### Task statement:
Render all the items below as a JSON list of strings, with one string for each line and blank lines left out.
** BEGIN Supplied entries **
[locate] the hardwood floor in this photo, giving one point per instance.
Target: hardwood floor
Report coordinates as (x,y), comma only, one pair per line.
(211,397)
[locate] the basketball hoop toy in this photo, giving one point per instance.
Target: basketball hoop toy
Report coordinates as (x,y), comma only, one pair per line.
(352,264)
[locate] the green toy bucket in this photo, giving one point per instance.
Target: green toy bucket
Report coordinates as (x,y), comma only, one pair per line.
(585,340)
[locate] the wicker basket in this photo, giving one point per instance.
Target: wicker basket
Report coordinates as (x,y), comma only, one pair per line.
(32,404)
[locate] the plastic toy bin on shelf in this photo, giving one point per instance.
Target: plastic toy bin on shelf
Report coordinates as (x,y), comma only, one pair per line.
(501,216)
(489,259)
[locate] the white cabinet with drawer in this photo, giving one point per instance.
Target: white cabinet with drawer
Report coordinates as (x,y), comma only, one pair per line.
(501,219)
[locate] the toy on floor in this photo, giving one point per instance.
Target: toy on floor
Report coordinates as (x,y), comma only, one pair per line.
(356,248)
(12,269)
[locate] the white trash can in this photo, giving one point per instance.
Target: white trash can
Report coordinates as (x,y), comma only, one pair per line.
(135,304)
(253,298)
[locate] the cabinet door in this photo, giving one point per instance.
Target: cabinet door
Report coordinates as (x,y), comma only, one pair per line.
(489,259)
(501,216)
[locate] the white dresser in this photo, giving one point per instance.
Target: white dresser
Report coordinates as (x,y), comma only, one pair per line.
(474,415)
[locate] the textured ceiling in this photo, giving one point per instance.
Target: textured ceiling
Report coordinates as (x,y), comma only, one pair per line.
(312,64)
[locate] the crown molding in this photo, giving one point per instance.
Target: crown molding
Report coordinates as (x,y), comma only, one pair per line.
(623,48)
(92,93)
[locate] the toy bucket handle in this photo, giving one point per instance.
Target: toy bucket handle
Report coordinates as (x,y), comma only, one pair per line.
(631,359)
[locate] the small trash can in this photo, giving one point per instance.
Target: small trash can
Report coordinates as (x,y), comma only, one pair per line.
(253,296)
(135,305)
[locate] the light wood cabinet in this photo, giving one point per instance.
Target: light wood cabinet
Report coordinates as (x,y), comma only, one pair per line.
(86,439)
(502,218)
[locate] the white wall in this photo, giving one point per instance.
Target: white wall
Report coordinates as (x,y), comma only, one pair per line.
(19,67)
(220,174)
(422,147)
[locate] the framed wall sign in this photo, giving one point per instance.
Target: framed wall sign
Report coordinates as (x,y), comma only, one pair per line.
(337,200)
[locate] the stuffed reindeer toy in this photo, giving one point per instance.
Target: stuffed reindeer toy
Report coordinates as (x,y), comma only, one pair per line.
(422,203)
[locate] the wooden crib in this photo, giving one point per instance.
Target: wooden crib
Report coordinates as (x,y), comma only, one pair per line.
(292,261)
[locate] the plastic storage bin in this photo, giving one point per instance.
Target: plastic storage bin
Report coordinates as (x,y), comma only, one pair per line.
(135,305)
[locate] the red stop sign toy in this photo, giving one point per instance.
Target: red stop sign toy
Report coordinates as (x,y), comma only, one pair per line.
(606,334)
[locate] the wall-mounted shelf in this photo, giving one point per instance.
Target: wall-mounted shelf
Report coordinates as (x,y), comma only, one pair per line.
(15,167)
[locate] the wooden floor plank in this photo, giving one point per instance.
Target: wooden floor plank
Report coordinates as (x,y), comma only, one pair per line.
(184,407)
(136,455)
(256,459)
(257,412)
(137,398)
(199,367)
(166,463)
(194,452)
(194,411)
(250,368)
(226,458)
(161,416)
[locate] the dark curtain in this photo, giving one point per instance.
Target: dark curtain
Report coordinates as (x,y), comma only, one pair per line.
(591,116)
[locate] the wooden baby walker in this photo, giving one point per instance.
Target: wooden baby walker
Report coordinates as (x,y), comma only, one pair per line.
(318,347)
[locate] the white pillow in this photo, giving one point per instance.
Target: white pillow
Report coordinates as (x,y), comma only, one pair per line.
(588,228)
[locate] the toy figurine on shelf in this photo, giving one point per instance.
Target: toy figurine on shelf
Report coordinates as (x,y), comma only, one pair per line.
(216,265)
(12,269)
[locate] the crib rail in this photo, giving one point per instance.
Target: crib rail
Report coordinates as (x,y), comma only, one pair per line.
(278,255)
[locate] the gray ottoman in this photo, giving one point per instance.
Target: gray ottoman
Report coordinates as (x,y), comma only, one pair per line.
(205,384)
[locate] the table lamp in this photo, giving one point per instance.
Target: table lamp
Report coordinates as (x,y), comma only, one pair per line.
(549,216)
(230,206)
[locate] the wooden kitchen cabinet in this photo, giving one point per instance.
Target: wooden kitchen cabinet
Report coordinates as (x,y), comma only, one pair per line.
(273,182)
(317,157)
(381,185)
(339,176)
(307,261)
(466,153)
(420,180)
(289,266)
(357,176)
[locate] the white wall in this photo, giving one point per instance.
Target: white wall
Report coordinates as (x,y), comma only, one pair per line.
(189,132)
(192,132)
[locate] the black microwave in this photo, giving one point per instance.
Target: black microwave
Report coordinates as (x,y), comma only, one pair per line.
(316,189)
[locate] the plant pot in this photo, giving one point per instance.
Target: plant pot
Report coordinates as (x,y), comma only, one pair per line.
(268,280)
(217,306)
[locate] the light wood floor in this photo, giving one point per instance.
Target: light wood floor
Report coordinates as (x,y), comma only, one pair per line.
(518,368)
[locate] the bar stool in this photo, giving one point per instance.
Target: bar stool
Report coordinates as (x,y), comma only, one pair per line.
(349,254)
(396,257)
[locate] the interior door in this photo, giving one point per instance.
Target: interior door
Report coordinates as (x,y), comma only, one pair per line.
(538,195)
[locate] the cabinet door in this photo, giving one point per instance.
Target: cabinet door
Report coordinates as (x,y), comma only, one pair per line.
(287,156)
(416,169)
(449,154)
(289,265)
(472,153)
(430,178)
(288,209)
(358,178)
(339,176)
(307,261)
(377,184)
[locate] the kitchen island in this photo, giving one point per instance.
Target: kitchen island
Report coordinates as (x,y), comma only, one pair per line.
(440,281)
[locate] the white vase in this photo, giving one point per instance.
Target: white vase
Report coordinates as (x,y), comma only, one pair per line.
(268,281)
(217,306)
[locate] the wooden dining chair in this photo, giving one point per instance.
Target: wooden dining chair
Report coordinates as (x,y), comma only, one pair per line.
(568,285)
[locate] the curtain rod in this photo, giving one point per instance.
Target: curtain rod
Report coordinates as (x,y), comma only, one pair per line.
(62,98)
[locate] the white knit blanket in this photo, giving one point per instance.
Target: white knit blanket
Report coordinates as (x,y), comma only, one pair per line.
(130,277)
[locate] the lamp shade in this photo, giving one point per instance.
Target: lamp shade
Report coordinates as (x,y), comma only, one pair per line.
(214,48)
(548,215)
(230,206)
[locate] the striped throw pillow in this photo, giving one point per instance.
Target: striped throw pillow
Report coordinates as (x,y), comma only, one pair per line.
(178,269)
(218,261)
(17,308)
** END Supplied entries **
### Complete output:
[
  "[locate] the hardwood floor in this photo, giving one point per instance.",
  "Target: hardwood floor",
  "Report coordinates as (x,y), comma only, one pair per line.",
  "(211,397)",
  "[locate] the basketball hoop toy in this photo, giving one point per instance.",
  "Target: basketball hoop toy",
  "Report coordinates as (x,y), comma only, one pair per line.",
  "(352,264)",
  "[locate] the green toy bucket in this photo, giving one point per instance.",
  "Target: green toy bucket",
  "Report coordinates as (x,y), comma only, one pair per line.",
  "(585,340)",
  "[locate] the wicker basket in this photo, giving one point per instance.",
  "Target: wicker basket",
  "Report coordinates as (x,y), comma only, one pair per line.",
  "(32,404)",
  "[locate] the plastic toy bin on shelf in this photo, giving one point per instance.",
  "Target: plastic toy bin on shelf",
  "Report coordinates as (x,y), comma only, one pair per line.",
  "(501,216)",
  "(489,259)",
  "[locate] the white cabinet with drawer in this photo, giving one point per instance.",
  "Target: white cabinet with drawer",
  "Report coordinates as (x,y), comma only, one pair per line.",
  "(501,219)",
  "[locate] the toy on floor in this photo, giving one point per instance.",
  "Target: toy on floor",
  "Report coordinates as (x,y), comma only, one pair per line.",
  "(356,248)",
  "(12,269)",
  "[locate] the white trash can in this photo, giving one point per instance.",
  "Target: white trash can",
  "Report coordinates as (x,y), comma only, one pair per line.",
  "(135,304)",
  "(253,298)",
  "[locate] the cabinet door in this photo, giving one point per instance.",
  "Target: cabinet door",
  "Report coordinates as (x,y), comma only, one pair per line.",
  "(489,259)",
  "(501,216)",
  "[locate] the white dresser in this photo, giving one point per instance.",
  "Target: white dresser",
  "Report coordinates as (x,y), comma only, one pair per line.",
  "(474,415)",
  "[locate] the textured ceiling in this photo, giving one point per instance.",
  "Target: textured ceiling",
  "Report coordinates as (x,y), comma only, one pair per line.",
  "(312,64)",
  "[locate] the crown molding in this photo, giving one point per instance.",
  "Target: crown molding",
  "Report coordinates as (x,y), comma only, one pair per line.",
  "(623,48)",
  "(92,93)",
  "[locate] the toy bucket handle in this photo, giving one point per instance.",
  "Target: toy bucket handle",
  "Report coordinates as (x,y), comma only, one pair per line.",
  "(631,359)",
  "[locate] the small trash can in this photo, giving one point per instance.",
  "Target: small trash can",
  "Report coordinates as (x,y), comma only, one pair per line.",
  "(253,296)",
  "(135,305)",
  "[locate] the light wood cabinet in this photo, giving one point per instance.",
  "Target: light wood cabinet",
  "Report coordinates as (x,y), comma only, one pair per line.",
  "(86,439)",
  "(502,218)",
  "[locate] the white wall in this photo, giving one point per instance.",
  "Target: white wall",
  "Report coordinates as (x,y), comma only, one pair per line.",
  "(19,67)",
  "(220,174)",
  "(422,147)",
  "[locate] the framed wall sign in this photo, giving one point per instance.",
  "Target: framed wall sign",
  "Report coordinates as (x,y), comma only, one pair per line.",
  "(337,200)",
  "[locate] the stuffed reindeer toy in this photo, giving one point per instance.",
  "Target: stuffed reindeer toy",
  "Report coordinates as (x,y), comma only, one pair per line.",
  "(422,203)",
  "[locate] the wooden crib in this photo, giving one point per instance.",
  "Target: wooden crib",
  "Report coordinates as (x,y), comma only, one pair per line.",
  "(292,261)",
  "[locate] the plastic storage bin in this photo, giving one point per instance.",
  "Target: plastic storage bin",
  "Report coordinates as (x,y), comma only, one pair per line.",
  "(135,305)",
  "[locate] the red stop sign toy in this photo, giving one point per instance.",
  "Target: red stop sign toy",
  "Report coordinates as (x,y), comma only, one pair per line.",
  "(606,334)",
  "[locate] the wall-mounted shelf in this photo, giving one point per instance.",
  "Target: wall-mounted shelf",
  "Report coordinates as (x,y), comma only, one pair per line.",
  "(15,167)",
  "[locate] the wooden floor plank in this photo, giving one point per instance.",
  "Target: wooden floor plank",
  "Report coordinates as (x,y), comma only, one pair per line.",
  "(184,407)",
  "(136,455)",
  "(256,459)",
  "(257,412)",
  "(137,398)",
  "(199,367)",
  "(166,463)",
  "(194,452)",
  "(194,411)",
  "(250,368)",
  "(226,458)",
  "(161,416)",
  "[locate] the dark curtain in this photo, giving one point per instance.",
  "Target: dark curtain",
  "Report coordinates as (x,y), comma only, one pair per line.",
  "(591,116)",
  "[locate] the wooden baby walker in this photo, giving one point per instance.",
  "Target: wooden baby walker",
  "Report coordinates as (x,y), comma only, one pair per line.",
  "(318,347)",
  "[locate] the white pillow in this photo, giving one point per instance.",
  "Target: white pillow",
  "Report coordinates as (x,y), comma only, one pair per line.",
  "(588,228)",
  "[locate] the toy figurine on shelf in this photo, giving one point per instance.",
  "Target: toy figurine on shelf",
  "Report coordinates as (x,y), comma only, one pair per line.",
  "(216,265)",
  "(12,269)",
  "[locate] the crib rail in this photo, giving one point per instance.",
  "Target: crib rail",
  "Report coordinates as (x,y), comma only, one pair per line.",
  "(278,255)",
  "[locate] the gray ottoman in this photo, giving one point per instance.",
  "Target: gray ottoman",
  "Report coordinates as (x,y), comma only, one pair per line.",
  "(205,384)",
  "[locate] the table lamp in this photo, giving one point per instance.",
  "Target: table lamp",
  "Report coordinates as (x,y), comma only, one pair per line.",
  "(549,216)",
  "(230,206)",
  "[locate] the wooden kitchen cabinet in this photo, giving one point per instance.",
  "Target: wooden kitchen cabinet",
  "Report coordinates as (x,y), comma only, one pair per line.",
  "(273,182)",
  "(317,157)",
  "(381,185)",
  "(339,176)",
  "(307,261)",
  "(466,153)",
  "(420,180)",
  "(289,266)",
  "(357,176)",
  "[locate] the white wall in this photo, giving one point per instance.",
  "Target: white wall",
  "Report coordinates as (x,y), comma only, one pair per line.",
  "(189,132)",
  "(192,132)",
  "[locate] the black microwave in this photo, giving one point per instance.",
  "Target: black microwave",
  "Report coordinates as (x,y), comma only, one pair per line.",
  "(316,189)",
  "[locate] the plant pot in this photo, giving one point per instance.",
  "Target: plant pot",
  "Report coordinates as (x,y), comma only, one pair per line.",
  "(268,280)",
  "(217,306)",
  "[locate] the light wood floor in this photo, giving one point per instance.",
  "Target: light wood floor",
  "Report coordinates as (x,y), comma only, one pair per line.",
  "(518,368)",
  "[locate] the bar stool in this photo, giving one point per instance.",
  "Target: bar stool",
  "Report coordinates as (x,y), comma only, one pair per line.",
  "(349,254)",
  "(396,257)",
  "[locate] the interior door in this photo, giving one point per instance.",
  "Target: interior door",
  "Report coordinates as (x,y), comma only, one pair per line.",
  "(538,195)",
  "[locate] the cabinet door in this photo, giving one point per instance.",
  "Target: cabinet door",
  "Report coordinates as (x,y), comma only, one pair per line.",
  "(287,156)",
  "(416,169)",
  "(449,154)",
  "(289,265)",
  "(472,153)",
  "(430,178)",
  "(288,209)",
  "(358,178)",
  "(339,176)",
  "(307,261)",
  "(377,184)",
  "[locate] the kitchen island in this photo, giving one point per instance.",
  "Target: kitchen island",
  "Report coordinates as (x,y), comma only, one pair per line.",
  "(440,281)",
  "[locate] the white vase in this photo, giving one point per instance.",
  "Target: white vase",
  "Report coordinates as (x,y), comma only, one pair per line.",
  "(268,281)",
  "(217,306)",
  "[locate] the wooden dining chair in this photo, giving one point per instance.",
  "Target: wooden dining chair",
  "Report coordinates as (x,y), comma only, one pair per line.",
  "(568,285)",
  "[locate] the curtain rod in this photo, giving one point per instance.",
  "Target: curtain rod",
  "Report coordinates as (x,y), comma only, one pair per line.",
  "(62,98)",
  "[locate] the white knit blanket in this photo, giving one point per instance.",
  "Target: white knit blanket",
  "Report coordinates as (x,y), comma only, one pair per line.",
  "(130,277)",
  "[locate] the lamp shade in this photo, giving one point per instance.",
  "Target: lamp shade",
  "Report coordinates as (x,y), comma only, one pair per line.",
  "(214,48)",
  "(548,215)",
  "(230,206)",
  "[locate] the striped throw pillow in this photo, giving one point per instance.",
  "Target: striped throw pillow",
  "Report coordinates as (x,y), comma only, one pair per line.",
  "(178,269)",
  "(218,261)",
  "(17,308)"
]